• DOCUMENT EXCERPT:
☆ ☆ ☆ ☆ ☆

Government hospital in Isabela, Philippines

The Gov. Faustino N. Dy, Sr. Memorial Hospital (GFNDSMH) is a government-operated hospital located in Calamagui 2nd, Ilagan, Isabela, created by virtue of an act of the Philippine National Assembly in 1939. It is a 100 to 200-bed capacity secondary hospital operated by the provincial government of Isabela.

==History==
The Isabela Provincial Hospital was created by virtue of an act of the National Assembly of the Philippines in 1939, thereby giving way for the construction of the main building in 1940, which was not completed due to the outbreak of the Second World War in 1941.

On 15 August 1945, Dr. Jose Valdez, who was the head of the Philippine Civilian Affairs unit (PCAU), turned over the hospital with all supplies, equipment, medical and nursing staff and other personnel who were providing basic medical and surgical supplies and ward operating and dispensary equipment to the government, which operated the hospital under the Bureau of Health. Because of budgetary constraints, personnel were reduced leaving a skeletal force to continue its operation with Dr. Rodolfo B. Silvestre as acting Chief of Hospital until 11 March 1946.

On 12 March 1946, Dr. Victorino L. Vergara, was appointed as the 1st Chief of Hospital and in 1947, the hospital was transferred to the Department of Health. During his administration, he was able to tap the support of the provincial government, which gave allocated 5 units of prefabricated buildings for the hospital. These were used for the construction of the operating room, and OB-Gyne buildings that could accommodate about 12 beds. With the presence of an operating room and the availability of ample medical, surgical supplies and simple equipment, it could already meet the demand for common procedure. Construction of an out-patient department, dental and administrative office followed. Vergara retired in 1960 and was replaced by Dr. Jesus Maddela.

☆ ☆ ☆ ☆ ☆

• REQUIRED ACTIONS:
(1) Answer these questions from the passage on the Isabela hospital:
(a) What is the hospital's bed capacity?
(b) Who turned the hospital over to the government on 15 August 1945?
(c) Who replaced Dr. Victorino L. Vergara when he retired in 1960?
(2) Extend the passage on the Isabela hospital, picking up after the sentence on Vergara's retirement and replacement.
The records have no connection to the passage on the Isabela hospital.

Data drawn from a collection
☆ ☆ ☆ ☆ ☆

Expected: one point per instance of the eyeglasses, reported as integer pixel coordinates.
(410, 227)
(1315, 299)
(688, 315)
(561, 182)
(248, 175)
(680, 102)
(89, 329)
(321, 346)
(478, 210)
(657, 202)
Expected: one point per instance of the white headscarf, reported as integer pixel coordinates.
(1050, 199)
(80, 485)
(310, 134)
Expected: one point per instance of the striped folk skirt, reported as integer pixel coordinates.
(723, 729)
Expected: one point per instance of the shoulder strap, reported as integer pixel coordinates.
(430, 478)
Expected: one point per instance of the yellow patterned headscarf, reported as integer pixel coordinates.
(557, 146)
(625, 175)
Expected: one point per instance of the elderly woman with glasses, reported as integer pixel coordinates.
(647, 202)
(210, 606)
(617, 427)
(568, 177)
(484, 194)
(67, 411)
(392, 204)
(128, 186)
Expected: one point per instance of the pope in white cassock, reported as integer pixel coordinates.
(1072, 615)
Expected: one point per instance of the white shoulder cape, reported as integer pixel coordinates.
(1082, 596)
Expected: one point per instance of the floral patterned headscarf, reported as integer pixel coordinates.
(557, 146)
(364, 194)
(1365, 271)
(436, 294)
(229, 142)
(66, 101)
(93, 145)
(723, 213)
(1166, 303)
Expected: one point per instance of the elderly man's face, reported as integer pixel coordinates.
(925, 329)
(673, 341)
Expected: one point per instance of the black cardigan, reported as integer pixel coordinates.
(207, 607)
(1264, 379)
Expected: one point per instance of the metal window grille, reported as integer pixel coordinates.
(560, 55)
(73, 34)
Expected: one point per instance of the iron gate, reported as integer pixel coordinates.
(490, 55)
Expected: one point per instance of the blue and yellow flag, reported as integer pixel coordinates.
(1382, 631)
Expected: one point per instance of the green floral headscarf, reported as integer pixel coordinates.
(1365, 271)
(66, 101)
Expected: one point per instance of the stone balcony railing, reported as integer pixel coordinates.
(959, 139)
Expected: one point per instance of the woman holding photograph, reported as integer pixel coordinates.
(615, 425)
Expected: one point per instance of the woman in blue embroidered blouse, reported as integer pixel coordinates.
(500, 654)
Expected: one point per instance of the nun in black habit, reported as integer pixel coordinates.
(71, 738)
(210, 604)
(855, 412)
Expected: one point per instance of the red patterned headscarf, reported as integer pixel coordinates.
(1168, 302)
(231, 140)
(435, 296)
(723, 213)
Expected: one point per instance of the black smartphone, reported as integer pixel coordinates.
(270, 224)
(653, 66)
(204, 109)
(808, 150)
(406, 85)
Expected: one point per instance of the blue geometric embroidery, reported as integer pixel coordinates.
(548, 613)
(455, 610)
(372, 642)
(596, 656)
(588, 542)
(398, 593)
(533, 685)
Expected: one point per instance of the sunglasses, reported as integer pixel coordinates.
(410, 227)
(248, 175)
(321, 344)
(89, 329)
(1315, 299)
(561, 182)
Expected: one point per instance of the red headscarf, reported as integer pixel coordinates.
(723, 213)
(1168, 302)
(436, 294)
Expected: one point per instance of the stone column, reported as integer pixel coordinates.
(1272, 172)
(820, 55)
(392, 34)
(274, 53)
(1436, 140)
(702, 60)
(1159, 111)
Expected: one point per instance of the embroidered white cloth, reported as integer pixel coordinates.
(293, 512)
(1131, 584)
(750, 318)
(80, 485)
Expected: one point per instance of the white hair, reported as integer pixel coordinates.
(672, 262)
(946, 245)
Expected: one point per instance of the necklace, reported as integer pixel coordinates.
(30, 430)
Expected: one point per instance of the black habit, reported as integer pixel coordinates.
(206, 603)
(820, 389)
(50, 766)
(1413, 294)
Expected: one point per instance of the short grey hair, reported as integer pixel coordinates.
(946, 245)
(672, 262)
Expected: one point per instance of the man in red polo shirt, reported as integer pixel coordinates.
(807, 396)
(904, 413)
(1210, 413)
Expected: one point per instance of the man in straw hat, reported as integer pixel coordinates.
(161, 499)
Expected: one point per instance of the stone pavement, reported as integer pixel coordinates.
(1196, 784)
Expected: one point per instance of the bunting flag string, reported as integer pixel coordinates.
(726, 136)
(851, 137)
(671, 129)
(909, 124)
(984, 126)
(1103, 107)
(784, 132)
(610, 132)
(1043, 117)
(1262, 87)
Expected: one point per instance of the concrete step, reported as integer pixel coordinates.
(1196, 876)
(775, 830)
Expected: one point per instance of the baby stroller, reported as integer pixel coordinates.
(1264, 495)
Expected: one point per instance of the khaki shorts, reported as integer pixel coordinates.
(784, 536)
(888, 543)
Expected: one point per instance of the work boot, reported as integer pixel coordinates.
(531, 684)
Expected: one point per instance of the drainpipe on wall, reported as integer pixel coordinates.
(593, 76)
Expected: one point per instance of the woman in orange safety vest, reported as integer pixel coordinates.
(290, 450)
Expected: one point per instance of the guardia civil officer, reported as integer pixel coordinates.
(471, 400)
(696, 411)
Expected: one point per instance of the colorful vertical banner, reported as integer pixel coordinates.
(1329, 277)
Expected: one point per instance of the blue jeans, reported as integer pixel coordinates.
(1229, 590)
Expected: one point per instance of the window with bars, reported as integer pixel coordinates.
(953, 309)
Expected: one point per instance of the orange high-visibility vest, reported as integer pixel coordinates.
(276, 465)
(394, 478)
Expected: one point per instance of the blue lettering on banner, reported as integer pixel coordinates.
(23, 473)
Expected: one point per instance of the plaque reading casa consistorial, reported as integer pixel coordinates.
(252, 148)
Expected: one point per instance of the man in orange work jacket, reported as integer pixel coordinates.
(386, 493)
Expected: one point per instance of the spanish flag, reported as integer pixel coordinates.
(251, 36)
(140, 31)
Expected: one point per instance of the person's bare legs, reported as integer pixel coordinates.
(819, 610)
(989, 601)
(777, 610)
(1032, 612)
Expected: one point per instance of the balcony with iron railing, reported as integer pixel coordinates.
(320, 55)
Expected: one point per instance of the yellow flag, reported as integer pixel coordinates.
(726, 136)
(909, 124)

☆ ☆ ☆ ☆ ☆

• ANSWERS PER TASK:
(1)
(a) 100 to 200 beds
(b) Dr. Jose Valdez
(c) Dr. Jesus Maddela

(2)
On the other hand, the FOA, MSA, and ICAS of the United States provided free hospital beds, cabinets, chairs, tables, generator unit and other technical support which the provincial government could not provide. Realizing the vital support of the provincial government, a new operating room and OB-Gyne building that can accommodate 12 beds was constructed and the old one was converted into emergency rooms and bedrooms, along with a medicare room.

The hospital started from 25 beds, thereby increasing the bed capacity to 100 in 1969 and as per directive from the office of the Secretary of Health, to became a teaching and training hospital. A dispensary, pharmacy, laboratory, X-ray laboratory, dental unit, administrative office and out-patient department was later constructed in order to accommodate the increase number of daily patients.

Under the administration of Dr. Maddela, additional improvements were achieved such as construction of ornamental lighting fixtures around the hospital compound and repair of Doctor's quarters. As a result, the hospital was judged as the best in Cagayan Valley by the Regional Health Office in Tuguegarao and at the same time the cleanest government hospital in the Philippines by the Committee on Clean-up Week in 1964. Due to continued increase in the occupancy rate, there was a need to decongest the overcrowded rooms, thus the construction of the contagious pavilion in 1973 for patients to be isolated.

In 1998, under the administration of then-governor Benjamin G. Dy, a bigger tap of the line 4-storey hospital building was constructed in front of the provincial hospital building. In 2000, the Isabela Provincial Hospital was relocated to the new hospital building and was renamed Gov. Faustino N. Dy, Sr. Memorial Hospital in honor of the province's longest-serving governor under SP. Resolution No. 0168.

The hospital received Level II accreditation from the Philippine Health Insurance Corporation.